## Assigned task
Without the images, write out the entries word for word.
==== Data excerpts
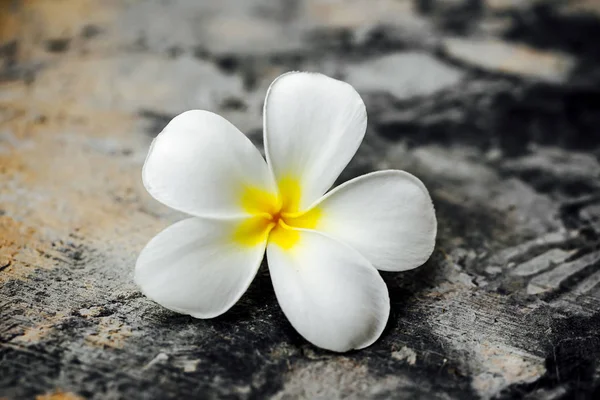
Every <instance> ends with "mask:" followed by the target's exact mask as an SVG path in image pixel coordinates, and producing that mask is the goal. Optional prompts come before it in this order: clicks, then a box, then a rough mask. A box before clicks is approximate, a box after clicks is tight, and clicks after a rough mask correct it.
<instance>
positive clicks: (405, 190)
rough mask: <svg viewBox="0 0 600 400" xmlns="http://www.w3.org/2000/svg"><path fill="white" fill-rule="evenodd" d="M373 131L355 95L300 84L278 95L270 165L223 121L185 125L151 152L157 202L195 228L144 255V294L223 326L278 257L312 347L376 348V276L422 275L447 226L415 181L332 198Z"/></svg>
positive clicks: (278, 85)
mask: <svg viewBox="0 0 600 400" xmlns="http://www.w3.org/2000/svg"><path fill="white" fill-rule="evenodd" d="M366 125H367V115H366V110H365V105H364V103H363V101H362V99H361V98H360V96H359V95H358V93H357V92H356V91H355V90H354V89H353V88H352V86H350V85H348V84H346V83H344V82H341V81H338V80H335V79H332V78H329V77H327V76H325V75H321V74H315V73H300V72H293V73H287V74H284V75H282V76H280V77H279V78H277V79H276V80H275V81H274V82H273V83H272V84H271V86H270V88H269V90H268V91H267V97H266V100H265V105H264V143H265V152H266V162H265V160H264V159H263V158H262V156H261V154H260V152H259V151H258V149H256V148H255V147H254V146H253V145H252V143H251V142H250V140H248V138H247V137H246V136H245V135H244V134H242V133H241V132H240V131H239V130H238V129H237V128H236V127H235V126H233V125H232V124H231V123H229V122H228V121H227V120H225V119H224V118H222V117H220V116H218V115H216V114H213V113H211V112H208V111H199V110H193V111H187V112H184V113H183V114H180V115H178V116H177V117H175V118H174V119H173V120H172V121H171V122H169V124H168V125H167V126H166V127H165V128H164V130H163V131H162V132H161V133H160V134H159V135H158V136H157V138H156V139H155V140H154V142H153V143H152V145H151V147H150V151H149V154H148V157H147V159H146V162H145V164H144V168H143V172H142V176H143V181H144V185H145V187H146V189H147V190H148V192H149V193H150V194H151V195H152V196H153V197H154V198H155V199H157V200H158V201H160V202H162V203H164V204H165V205H167V206H169V207H171V208H174V209H176V210H179V211H183V212H184V213H187V214H190V215H192V216H193V217H191V218H189V219H184V220H183V221H180V222H177V223H175V224H174V225H171V226H170V227H168V228H166V229H165V230H164V231H162V232H161V233H159V234H158V235H157V236H156V237H154V238H153V239H152V240H151V241H150V242H149V243H148V244H147V245H146V247H145V248H144V249H143V251H142V253H141V254H140V256H139V259H138V261H137V264H136V267H135V280H136V282H137V284H138V285H139V286H140V287H141V290H142V291H143V293H144V294H145V295H146V296H148V297H149V298H151V299H152V300H154V301H156V302H157V303H159V304H161V305H162V306H164V307H166V308H168V309H170V310H173V311H176V312H179V313H184V314H189V315H191V316H193V317H196V318H213V317H216V316H218V315H221V314H223V313H224V312H226V311H227V310H229V309H230V308H231V307H232V306H233V305H234V304H235V303H236V302H237V301H238V300H239V298H240V297H241V296H242V295H243V294H244V292H245V291H246V289H247V288H248V286H249V285H250V282H251V281H252V279H253V278H254V276H255V275H256V273H257V271H258V269H259V267H260V265H261V262H262V260H263V257H264V254H265V252H266V255H267V260H268V265H269V272H270V276H271V280H272V282H273V287H274V289H275V294H276V296H277V300H278V302H279V304H280V305H281V308H282V310H283V312H284V314H285V315H286V317H287V318H288V319H289V321H290V322H291V324H292V326H293V327H294V328H295V329H296V330H297V331H298V332H299V333H300V334H301V335H302V336H303V337H304V338H306V339H307V340H308V341H309V342H311V343H313V344H314V345H316V346H319V347H322V348H324V349H329V350H333V351H338V352H342V351H347V350H351V349H360V348H363V347H366V346H369V345H371V344H372V343H373V342H374V341H375V340H377V338H378V337H379V336H380V335H381V332H382V331H383V329H384V327H385V325H386V322H387V320H388V316H389V312H390V299H389V295H388V290H387V287H386V285H385V283H384V281H383V279H382V278H381V276H380V275H379V272H378V271H377V269H379V270H382V271H405V270H409V269H412V268H415V267H418V266H419V265H421V264H423V263H424V262H425V261H426V260H427V259H428V258H429V256H430V255H431V253H432V251H433V247H434V243H435V236H436V229H437V222H436V218H435V212H434V209H433V204H432V202H431V198H430V197H429V193H428V192H427V189H426V188H425V186H424V185H423V183H422V182H421V181H420V180H419V179H417V178H415V177H414V176H413V175H411V174H408V173H406V172H403V171H397V170H388V171H379V172H374V173H370V174H367V175H363V176H360V177H358V178H355V179H353V180H350V181H348V182H346V183H344V184H342V185H340V186H338V187H336V188H335V189H333V190H332V191H330V192H329V193H327V194H325V193H326V192H327V190H328V189H329V188H330V187H331V186H332V185H333V183H334V181H335V180H336V178H337V177H338V176H339V174H340V173H341V171H342V170H343V169H344V167H345V166H346V165H347V164H348V162H349V161H350V159H351V158H352V156H353V155H354V154H355V153H356V150H357V149H358V147H359V145H360V143H361V142H362V140H363V137H364V134H365V129H366Z"/></svg>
========
## Task solution
Every <instance> ends with "mask:" followed by the target's exact mask as an SVG path in image pixel coordinates, and producing that mask is the goal. Optional prompts come before it in this order: clicks, then a box, then a rough mask. A box before clicks is approximate, a box after clicks is tight, and clicks after a rough mask correct it.
<instance>
positive clicks: (405, 190)
rough mask: <svg viewBox="0 0 600 400" xmlns="http://www.w3.org/2000/svg"><path fill="white" fill-rule="evenodd" d="M373 131L355 95L300 84L278 95L270 165L223 121L185 125L151 152L157 202L195 228L144 255V294L223 326L278 257L312 347L376 348V276L422 275L447 226L415 181L332 198Z"/></svg>
positive clicks: (278, 85)
mask: <svg viewBox="0 0 600 400" xmlns="http://www.w3.org/2000/svg"><path fill="white" fill-rule="evenodd" d="M366 125H367V115H366V110H365V105H364V103H363V101H362V99H361V98H360V96H359V95H358V93H357V92H356V91H355V90H354V89H353V88H352V86H350V85H348V84H346V83H344V82H341V81H338V80H335V79H332V78H329V77H327V76H325V75H321V74H315V73H300V72H293V73H287V74H284V75H282V76H280V77H279V78H277V79H276V80H275V81H274V82H273V83H272V84H271V86H270V88H269V90H268V91H267V97H266V100H265V105H264V143H265V152H266V162H265V160H264V159H263V158H262V156H261V154H260V152H259V151H258V149H256V148H255V147H254V146H253V145H252V143H251V142H250V140H248V138H247V137H246V136H245V135H244V134H242V133H241V132H240V131H239V130H238V129H237V128H236V127H235V126H233V125H232V124H231V123H229V122H228V121H227V120H225V119H224V118H222V117H220V116H218V115H216V114H213V113H211V112H208V111H199V110H193V111H187V112H184V113H183V114H180V115H178V116H177V117H175V118H174V119H173V120H172V121H171V122H169V124H168V125H167V126H166V127H165V128H164V130H163V131H162V132H161V133H160V134H159V135H158V136H157V138H156V139H155V140H154V142H153V143H152V145H151V147H150V151H149V154H148V157H147V159H146V162H145V164H144V168H143V172H142V176H143V181H144V185H145V187H146V189H147V190H148V192H149V193H150V194H151V195H152V196H153V197H154V198H155V199H157V200H158V201H160V202H162V203H164V204H165V205H167V206H169V207H171V208H174V209H176V210H179V211H183V212H184V213H187V214H190V215H192V216H193V217H191V218H189V219H184V220H183V221H180V222H177V223H175V224H174V225H171V226H170V227H168V228H166V229H165V230H164V231H162V232H161V233H159V234H158V235H157V236H156V237H154V238H153V239H152V240H151V241H150V242H149V243H148V244H147V245H146V247H145V248H144V249H143V251H142V253H141V254H140V256H139V259H138V261H137V264H136V267H135V280H136V282H137V284H138V285H139V286H140V287H141V290H142V291H143V293H144V294H145V295H146V296H148V297H149V298H151V299H152V300H154V301H156V302H157V303H159V304H161V305H162V306H164V307H166V308H168V309H170V310H173V311H176V312H179V313H184V314H189V315H191V316H193V317H196V318H213V317H216V316H218V315H221V314H223V313H224V312H226V311H227V310H229V309H230V308H231V307H232V306H233V305H234V304H235V303H236V302H237V301H238V300H239V298H240V297H241V296H242V295H243V294H244V292H245V291H246V289H247V288H248V286H249V285H250V282H251V281H252V279H253V278H254V276H255V275H256V273H257V271H258V269H259V267H260V265H261V262H262V260H263V257H264V254H265V252H266V255H267V260H268V265H269V272H270V276H271V280H272V282H273V287H274V289H275V294H276V296H277V300H278V302H279V304H280V305H281V308H282V310H283V312H284V314H285V315H286V317H287V318H288V319H289V321H290V322H291V324H292V326H293V327H294V328H295V329H296V330H297V331H298V332H299V333H300V334H301V335H302V336H303V337H304V338H306V339H307V340H308V341H309V342H311V343H313V344H314V345H316V346H319V347H322V348H324V349H329V350H333V351H338V352H342V351H347V350H351V349H360V348H363V347H366V346H369V345H371V344H372V343H373V342H374V341H375V340H377V338H378V337H379V336H380V335H381V332H382V331H383V329H384V327H385V325H386V322H387V320H388V316H389V312H390V299H389V295H388V290H387V287H386V285H385V283H384V281H383V279H382V278H381V276H380V275H379V272H378V271H377V269H379V270H382V271H405V270H409V269H412V268H415V267H418V266H419V265H421V264H423V263H424V262H425V261H426V260H427V259H428V258H429V256H430V255H431V253H432V251H433V247H434V243H435V236H436V229H437V222H436V218H435V212H434V209H433V204H432V202H431V198H430V197H429V193H428V192H427V189H426V188H425V186H424V185H423V183H422V182H421V181H420V180H419V179H417V178H415V177H414V176H413V175H411V174H408V173H406V172H403V171H397V170H388V171H379V172H374V173H370V174H367V175H363V176H360V177H358V178H355V179H353V180H350V181H348V182H346V183H344V184H342V185H340V186H338V187H336V188H335V189H333V190H332V191H330V192H329V193H327V194H325V193H326V192H327V190H328V189H329V188H330V187H331V186H332V185H333V183H334V181H335V180H336V178H337V177H338V176H339V174H340V173H341V171H342V170H343V169H344V167H345V166H346V165H347V164H348V162H349V161H350V159H351V158H352V156H353V155H354V154H355V153H356V150H357V149H358V147H359V145H360V143H361V142H362V140H363V137H364V134H365V129H366Z"/></svg>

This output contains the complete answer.